**WORK TO BE COMPLETED:** Locate the line that contains "the car door" in the entries below. Retype it and all following lines through the final one, character for character.

/---

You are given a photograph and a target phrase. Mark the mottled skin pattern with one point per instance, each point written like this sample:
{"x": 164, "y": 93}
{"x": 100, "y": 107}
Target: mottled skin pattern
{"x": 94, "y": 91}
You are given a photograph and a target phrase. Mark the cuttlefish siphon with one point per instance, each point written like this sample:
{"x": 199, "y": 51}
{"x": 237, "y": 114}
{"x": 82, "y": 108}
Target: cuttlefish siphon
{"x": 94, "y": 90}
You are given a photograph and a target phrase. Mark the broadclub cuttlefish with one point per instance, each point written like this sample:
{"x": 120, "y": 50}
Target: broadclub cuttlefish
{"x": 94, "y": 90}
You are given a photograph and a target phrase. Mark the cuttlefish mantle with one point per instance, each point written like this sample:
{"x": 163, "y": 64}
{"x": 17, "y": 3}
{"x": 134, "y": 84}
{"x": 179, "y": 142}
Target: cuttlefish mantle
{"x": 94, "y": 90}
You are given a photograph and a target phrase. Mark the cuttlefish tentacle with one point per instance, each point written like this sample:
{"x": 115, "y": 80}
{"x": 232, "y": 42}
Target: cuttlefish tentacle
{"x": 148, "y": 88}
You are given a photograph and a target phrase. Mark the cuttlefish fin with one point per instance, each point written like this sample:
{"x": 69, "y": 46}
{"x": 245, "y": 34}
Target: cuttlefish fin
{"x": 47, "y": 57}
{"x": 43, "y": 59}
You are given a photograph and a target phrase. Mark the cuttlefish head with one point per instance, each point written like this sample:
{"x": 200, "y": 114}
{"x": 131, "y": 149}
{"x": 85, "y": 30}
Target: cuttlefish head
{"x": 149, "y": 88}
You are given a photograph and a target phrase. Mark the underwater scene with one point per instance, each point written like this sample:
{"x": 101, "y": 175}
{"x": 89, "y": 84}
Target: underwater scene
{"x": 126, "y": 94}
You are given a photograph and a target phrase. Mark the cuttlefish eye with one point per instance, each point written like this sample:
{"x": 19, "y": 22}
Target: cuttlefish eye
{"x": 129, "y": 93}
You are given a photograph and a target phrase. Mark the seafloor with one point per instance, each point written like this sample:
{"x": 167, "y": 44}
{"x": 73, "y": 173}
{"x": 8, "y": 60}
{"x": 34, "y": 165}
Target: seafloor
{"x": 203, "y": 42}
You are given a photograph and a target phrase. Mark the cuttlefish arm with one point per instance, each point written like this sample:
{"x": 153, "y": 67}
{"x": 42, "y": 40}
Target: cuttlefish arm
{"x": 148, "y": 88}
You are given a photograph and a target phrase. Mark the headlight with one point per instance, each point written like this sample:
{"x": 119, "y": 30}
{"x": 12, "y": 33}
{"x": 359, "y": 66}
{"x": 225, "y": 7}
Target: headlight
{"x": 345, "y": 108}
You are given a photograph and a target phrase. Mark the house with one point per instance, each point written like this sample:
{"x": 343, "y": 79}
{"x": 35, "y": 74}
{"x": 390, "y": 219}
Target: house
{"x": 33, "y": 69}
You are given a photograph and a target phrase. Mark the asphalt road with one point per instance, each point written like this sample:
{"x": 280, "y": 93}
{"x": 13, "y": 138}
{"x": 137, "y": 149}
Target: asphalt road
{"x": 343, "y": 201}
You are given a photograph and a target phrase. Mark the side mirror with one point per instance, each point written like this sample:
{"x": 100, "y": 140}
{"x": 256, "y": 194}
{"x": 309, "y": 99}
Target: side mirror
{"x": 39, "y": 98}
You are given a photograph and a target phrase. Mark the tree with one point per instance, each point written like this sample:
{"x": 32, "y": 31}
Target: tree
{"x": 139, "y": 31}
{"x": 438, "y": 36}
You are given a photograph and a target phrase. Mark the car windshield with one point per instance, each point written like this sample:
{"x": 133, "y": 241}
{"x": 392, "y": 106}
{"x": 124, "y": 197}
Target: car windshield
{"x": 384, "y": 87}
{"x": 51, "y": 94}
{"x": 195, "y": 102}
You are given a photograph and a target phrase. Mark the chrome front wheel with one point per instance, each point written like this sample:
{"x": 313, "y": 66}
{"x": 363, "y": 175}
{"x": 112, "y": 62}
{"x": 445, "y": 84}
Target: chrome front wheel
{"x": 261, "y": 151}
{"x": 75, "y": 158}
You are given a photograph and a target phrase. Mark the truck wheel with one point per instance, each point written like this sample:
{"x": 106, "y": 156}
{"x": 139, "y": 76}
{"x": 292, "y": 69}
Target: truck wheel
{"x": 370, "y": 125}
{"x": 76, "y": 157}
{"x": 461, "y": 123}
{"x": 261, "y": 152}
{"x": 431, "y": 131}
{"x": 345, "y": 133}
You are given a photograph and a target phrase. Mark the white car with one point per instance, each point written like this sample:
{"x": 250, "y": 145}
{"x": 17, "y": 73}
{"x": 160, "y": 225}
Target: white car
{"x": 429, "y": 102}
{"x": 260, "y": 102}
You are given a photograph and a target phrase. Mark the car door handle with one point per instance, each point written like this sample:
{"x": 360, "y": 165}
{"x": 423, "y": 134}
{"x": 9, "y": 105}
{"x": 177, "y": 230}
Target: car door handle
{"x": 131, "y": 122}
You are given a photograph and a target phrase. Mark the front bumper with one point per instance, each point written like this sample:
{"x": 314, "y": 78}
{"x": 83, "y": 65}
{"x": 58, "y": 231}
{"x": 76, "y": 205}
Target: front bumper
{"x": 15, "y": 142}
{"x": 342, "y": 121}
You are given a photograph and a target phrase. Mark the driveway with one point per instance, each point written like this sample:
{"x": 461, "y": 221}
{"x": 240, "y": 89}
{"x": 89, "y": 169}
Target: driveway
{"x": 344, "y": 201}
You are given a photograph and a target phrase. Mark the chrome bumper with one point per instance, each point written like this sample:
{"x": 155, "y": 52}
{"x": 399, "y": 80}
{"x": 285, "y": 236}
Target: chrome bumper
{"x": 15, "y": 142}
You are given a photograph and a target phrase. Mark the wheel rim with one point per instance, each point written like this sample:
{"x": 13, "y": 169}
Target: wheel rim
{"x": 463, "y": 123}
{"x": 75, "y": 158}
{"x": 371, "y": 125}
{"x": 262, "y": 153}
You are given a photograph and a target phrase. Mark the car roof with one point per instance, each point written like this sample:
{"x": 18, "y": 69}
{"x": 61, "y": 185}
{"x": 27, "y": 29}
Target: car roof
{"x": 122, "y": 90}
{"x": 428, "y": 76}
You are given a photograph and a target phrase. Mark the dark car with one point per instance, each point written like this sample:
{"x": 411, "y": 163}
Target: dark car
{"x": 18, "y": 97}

\---

**THE COMPLETED TASK:**
You are given a photograph and a target phrase. Mark the car door handle with one point per instance, each point written like this sample:
{"x": 360, "y": 165}
{"x": 423, "y": 134}
{"x": 9, "y": 105}
{"x": 177, "y": 230}
Target: car door handle
{"x": 131, "y": 122}
You are given a photograph and a target phrase. Mark the front bumper with one point per instance, each point written like this sample:
{"x": 314, "y": 78}
{"x": 83, "y": 65}
{"x": 58, "y": 231}
{"x": 76, "y": 205}
Target: front bumper
{"x": 15, "y": 142}
{"x": 342, "y": 121}
You are given a photograph and a target phrase. Mark the driveway with one point per instance, each point written like this sample:
{"x": 461, "y": 221}
{"x": 240, "y": 89}
{"x": 89, "y": 169}
Target: driveway
{"x": 344, "y": 201}
You are given a photograph and a target phrase. Mark the chrome bumper with one point per instance, each point written like this sample:
{"x": 155, "y": 52}
{"x": 399, "y": 80}
{"x": 285, "y": 236}
Target: chrome bumper
{"x": 15, "y": 142}
You are given a photograph and a target phrase. Mark the wheel rim with one point per instance, each point written like this sample:
{"x": 13, "y": 169}
Target: wheel rim
{"x": 463, "y": 123}
{"x": 75, "y": 158}
{"x": 371, "y": 125}
{"x": 262, "y": 153}
You are given a photograph and a target phrase. Mark the car roof with one point per instance, each point written like this sample:
{"x": 18, "y": 69}
{"x": 61, "y": 185}
{"x": 27, "y": 29}
Target: car roof
{"x": 122, "y": 90}
{"x": 428, "y": 76}
You are given a photograph and a target phrase. Mark the dark car with one point per instance, each point written like this sample:
{"x": 411, "y": 163}
Target: dark car
{"x": 18, "y": 97}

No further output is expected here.